Go through the entries below and print, exactly, the lines starting at the one with "Target: white cloud" and ending at the one with "Target: blue sky", keeping both ends and no others.
─── Working data
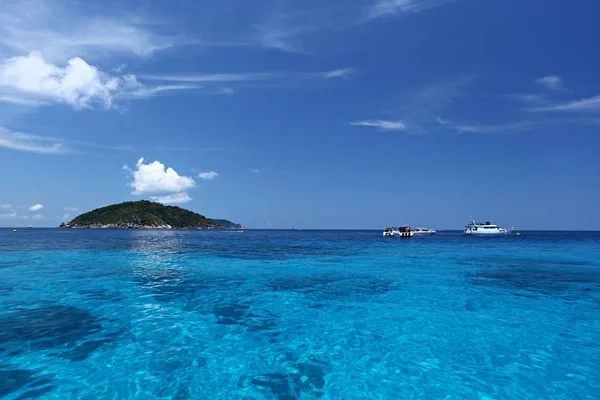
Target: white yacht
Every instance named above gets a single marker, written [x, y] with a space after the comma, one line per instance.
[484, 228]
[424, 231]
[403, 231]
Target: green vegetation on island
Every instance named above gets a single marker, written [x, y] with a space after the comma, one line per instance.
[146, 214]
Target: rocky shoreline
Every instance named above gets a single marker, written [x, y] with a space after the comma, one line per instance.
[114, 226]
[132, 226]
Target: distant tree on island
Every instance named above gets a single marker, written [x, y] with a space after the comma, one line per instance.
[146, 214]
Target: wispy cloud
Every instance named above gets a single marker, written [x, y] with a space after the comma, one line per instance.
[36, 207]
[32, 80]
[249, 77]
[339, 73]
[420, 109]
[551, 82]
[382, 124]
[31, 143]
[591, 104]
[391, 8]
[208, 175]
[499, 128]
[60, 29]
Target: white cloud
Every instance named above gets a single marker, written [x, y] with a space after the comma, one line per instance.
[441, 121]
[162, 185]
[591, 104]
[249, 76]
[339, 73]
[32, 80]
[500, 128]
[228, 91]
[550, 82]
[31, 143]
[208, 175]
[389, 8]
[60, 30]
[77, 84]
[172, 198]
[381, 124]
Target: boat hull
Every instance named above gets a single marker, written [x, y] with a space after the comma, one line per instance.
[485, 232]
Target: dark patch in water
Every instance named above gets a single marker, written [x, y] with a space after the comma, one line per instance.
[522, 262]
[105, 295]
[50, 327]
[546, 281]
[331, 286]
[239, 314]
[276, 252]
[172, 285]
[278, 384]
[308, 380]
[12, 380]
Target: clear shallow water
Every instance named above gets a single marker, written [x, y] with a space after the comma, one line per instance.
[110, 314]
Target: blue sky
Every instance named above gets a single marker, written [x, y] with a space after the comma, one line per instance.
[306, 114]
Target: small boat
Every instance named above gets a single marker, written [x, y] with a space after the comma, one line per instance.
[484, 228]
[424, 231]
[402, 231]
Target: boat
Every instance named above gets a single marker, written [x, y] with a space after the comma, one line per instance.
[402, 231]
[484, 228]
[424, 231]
──────
─── Working data
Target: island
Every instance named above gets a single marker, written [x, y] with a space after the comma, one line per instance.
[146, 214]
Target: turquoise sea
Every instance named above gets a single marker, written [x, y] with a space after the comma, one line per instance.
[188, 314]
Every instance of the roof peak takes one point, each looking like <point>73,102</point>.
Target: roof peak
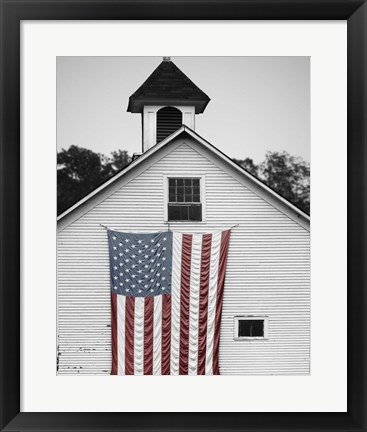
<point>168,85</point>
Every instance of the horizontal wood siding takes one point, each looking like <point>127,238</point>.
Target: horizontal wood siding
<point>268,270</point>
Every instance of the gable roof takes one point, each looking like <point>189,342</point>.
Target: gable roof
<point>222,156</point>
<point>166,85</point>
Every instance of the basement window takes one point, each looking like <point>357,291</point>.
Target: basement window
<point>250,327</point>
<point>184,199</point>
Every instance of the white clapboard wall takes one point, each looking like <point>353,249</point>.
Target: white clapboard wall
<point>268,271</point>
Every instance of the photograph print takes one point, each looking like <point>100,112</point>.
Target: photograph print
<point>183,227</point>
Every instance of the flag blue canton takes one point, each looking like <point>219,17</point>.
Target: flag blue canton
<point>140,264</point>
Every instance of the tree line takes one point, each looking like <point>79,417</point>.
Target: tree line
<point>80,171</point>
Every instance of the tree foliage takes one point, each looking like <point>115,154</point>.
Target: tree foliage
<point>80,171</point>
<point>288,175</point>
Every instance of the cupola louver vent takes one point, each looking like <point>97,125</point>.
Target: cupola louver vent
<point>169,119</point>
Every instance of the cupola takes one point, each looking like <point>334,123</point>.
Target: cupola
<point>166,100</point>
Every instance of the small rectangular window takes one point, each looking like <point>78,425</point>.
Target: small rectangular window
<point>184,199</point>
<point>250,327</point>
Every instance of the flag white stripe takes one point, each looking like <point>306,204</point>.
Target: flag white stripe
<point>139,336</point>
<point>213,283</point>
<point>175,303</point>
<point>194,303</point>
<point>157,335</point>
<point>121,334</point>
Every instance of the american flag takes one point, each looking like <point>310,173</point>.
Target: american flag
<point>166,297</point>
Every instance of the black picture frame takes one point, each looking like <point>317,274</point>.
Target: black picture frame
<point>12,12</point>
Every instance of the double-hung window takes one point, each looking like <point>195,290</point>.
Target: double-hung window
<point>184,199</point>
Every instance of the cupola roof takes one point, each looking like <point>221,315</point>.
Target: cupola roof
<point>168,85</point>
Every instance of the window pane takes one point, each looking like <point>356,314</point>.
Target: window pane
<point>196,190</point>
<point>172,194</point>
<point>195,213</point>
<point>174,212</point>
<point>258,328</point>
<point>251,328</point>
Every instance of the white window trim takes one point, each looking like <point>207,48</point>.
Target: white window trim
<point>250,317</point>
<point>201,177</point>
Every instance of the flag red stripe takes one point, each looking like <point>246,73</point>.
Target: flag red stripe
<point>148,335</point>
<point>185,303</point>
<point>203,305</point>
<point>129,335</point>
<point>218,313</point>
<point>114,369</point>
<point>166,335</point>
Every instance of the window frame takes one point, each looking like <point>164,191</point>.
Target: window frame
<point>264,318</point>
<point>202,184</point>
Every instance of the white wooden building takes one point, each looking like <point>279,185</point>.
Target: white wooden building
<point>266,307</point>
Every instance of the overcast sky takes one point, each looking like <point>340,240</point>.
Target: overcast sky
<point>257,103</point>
──────
─── Working data
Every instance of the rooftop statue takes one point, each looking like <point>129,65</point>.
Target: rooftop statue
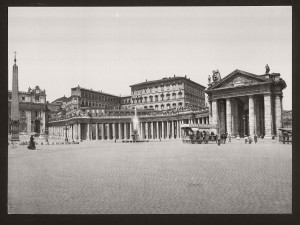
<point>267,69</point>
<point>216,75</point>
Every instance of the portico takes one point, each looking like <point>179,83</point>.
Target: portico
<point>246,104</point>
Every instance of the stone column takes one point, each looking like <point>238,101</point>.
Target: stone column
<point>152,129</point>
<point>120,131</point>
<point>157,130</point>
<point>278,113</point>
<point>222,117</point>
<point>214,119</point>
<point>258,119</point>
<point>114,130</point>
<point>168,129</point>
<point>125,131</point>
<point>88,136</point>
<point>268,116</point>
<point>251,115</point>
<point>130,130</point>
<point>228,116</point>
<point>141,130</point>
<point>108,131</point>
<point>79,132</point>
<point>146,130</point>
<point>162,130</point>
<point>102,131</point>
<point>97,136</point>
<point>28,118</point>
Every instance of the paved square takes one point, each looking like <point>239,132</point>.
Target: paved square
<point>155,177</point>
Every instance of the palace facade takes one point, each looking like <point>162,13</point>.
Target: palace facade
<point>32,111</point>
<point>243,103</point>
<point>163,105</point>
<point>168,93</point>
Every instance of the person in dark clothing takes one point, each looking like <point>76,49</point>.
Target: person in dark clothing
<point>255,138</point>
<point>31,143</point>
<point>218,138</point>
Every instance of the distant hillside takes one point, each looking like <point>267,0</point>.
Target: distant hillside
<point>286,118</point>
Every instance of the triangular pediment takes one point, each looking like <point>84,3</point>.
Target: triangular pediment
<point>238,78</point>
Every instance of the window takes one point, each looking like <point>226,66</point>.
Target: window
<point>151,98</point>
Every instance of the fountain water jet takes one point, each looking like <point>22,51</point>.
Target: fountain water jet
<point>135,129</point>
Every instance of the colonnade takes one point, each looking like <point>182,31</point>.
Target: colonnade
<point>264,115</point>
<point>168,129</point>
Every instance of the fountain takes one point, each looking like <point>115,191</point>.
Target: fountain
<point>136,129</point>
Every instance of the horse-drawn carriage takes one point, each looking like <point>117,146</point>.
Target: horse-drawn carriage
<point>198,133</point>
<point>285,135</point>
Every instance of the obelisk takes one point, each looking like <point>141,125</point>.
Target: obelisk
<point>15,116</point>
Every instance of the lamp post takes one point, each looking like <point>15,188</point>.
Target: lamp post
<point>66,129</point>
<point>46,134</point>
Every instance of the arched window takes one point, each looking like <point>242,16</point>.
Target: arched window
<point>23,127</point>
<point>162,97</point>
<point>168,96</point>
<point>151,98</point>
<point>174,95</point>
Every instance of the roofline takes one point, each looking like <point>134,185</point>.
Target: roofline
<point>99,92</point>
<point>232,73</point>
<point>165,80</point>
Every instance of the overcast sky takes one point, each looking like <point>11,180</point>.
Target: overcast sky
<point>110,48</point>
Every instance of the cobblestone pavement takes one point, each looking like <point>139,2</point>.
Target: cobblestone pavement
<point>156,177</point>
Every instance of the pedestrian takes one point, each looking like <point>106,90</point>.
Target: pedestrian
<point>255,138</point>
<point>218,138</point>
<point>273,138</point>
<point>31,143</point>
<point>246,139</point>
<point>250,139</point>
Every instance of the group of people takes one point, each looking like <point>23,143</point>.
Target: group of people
──────
→ Solution:
Target: white cloud
Every instance named above gets a single marker, written [x, y] with a space after the comma, one line per instance.
[441, 121]
[162, 185]
[591, 104]
[249, 76]
[339, 73]
[32, 80]
[500, 128]
[228, 91]
[550, 82]
[31, 143]
[208, 175]
[389, 8]
[60, 30]
[77, 84]
[172, 198]
[381, 124]
Target: boat hull
Every instance named above gets a single marker, written [x, y] with a space after the comma, one line per instance.
[485, 232]
Target: dark patch in water
Every instance named above gets a single marker, written [x, y] with a space after the comma, one line per instance.
[522, 262]
[105, 295]
[50, 327]
[546, 281]
[331, 286]
[239, 314]
[276, 252]
[172, 285]
[278, 384]
[308, 380]
[12, 380]
Target: clear shallow water
Every instance named above gets a single marker, written [x, y] with a space after the comma, one line per instance.
[110, 314]
Target: blue sky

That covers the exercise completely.